Yapılacak iş:
Verilen metne göre aşağıdaki soruları yanıtlayın, yanıtları da aynı biçimde numaralayın:
1. General Milne'nin raporuna göre Anadolu'da kalan Ermenilerin sayısının azalması neyin ihtimalini azalttı?
2. Bir istihbarat memurunun Bursa'dan hazırladığı rapor hangi tarihlidir?
3. Bilecik'ten sürgün edilen yaklaşık 5 bin Ermeninin ne kadarı geri döndü?

Verilen metin:
Gayrimüslimlerin kaygıları istihbarat raporlarında
Bu dönemde yazılan istihbarat raporlarında öne çıkan bir diğer konu da Anadoludaki Hristiyanların güvenlik kaygıları.
Anadoluda başlayan örgütlenmenin İngiliz istihbarat raporlarında mülteci olarak tanımlanan, Birinci Dünya Savaşı sırasında yerinden edilmiş kişilerin geri dönebilme ihtimalini düşürdüğüne dikkat çekiliyor.
General Milnenin raporunda, Anadoluda kalan Ermenilerin sayısının azalmış olmasının, Ermenistan devletinin kurulma ihtimalini azalttığı vurgulanırken, 12 Kasım 1919da bir istihbarat memurunun Bursadan hazırladığı raporda da, mülkiyeti Ermenilere ait olan ancak daha sonra Türklerin yerleştirildiği gayrimenkullerin iadesiyle ilgili kurulan komisyonların çalışmalarına da yer veriliyor.
Bu raporda, Bilecikte belediye başkanının başkanlığında iki Ermeni ve iki Müslümandan oluşan Karma Komisyon, 15 Nisan ile 4 Ekim 1919 arasında 100 tane dosyayı inceleyip sonuca başladı. Türk mültecilerin yerleştirildiği mülkiyeti Ermenilere ait evlerin geri verilmesine yönelik yüzlerce dosya ile doğrudan yerel yetkililer ilgileniyor ancak normal olarak iade edilen binalar çok acınası ve harap durumda olduğundan içinde oturulamayacak durumda bulunuyor. Bu kasabadan sürgün edilen yaklaşık 5 bin Ermeninin beşte biri geri döndü, diğerlerinin kaybolduğu düşünülüyor değerlendirmesi yapılıyor.

Veri bölümü:
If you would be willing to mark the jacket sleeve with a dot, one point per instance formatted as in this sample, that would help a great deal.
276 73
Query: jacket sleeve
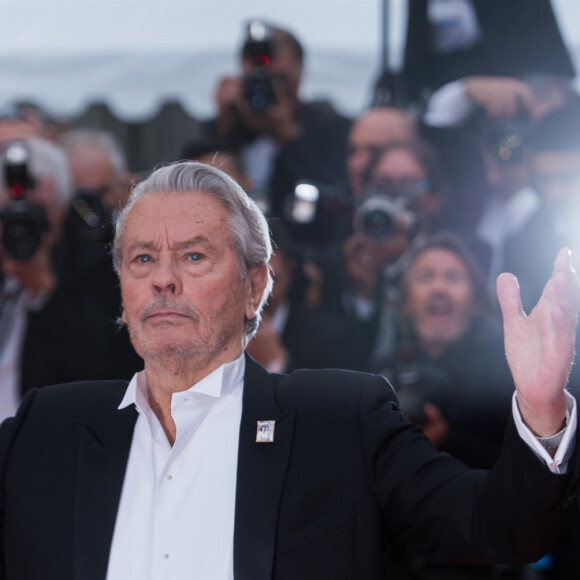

Sonuç:
1. Ermenistan devletinin kurulma ihtimalini.
2. 12 Kasım 1919.
3. Beşte biri.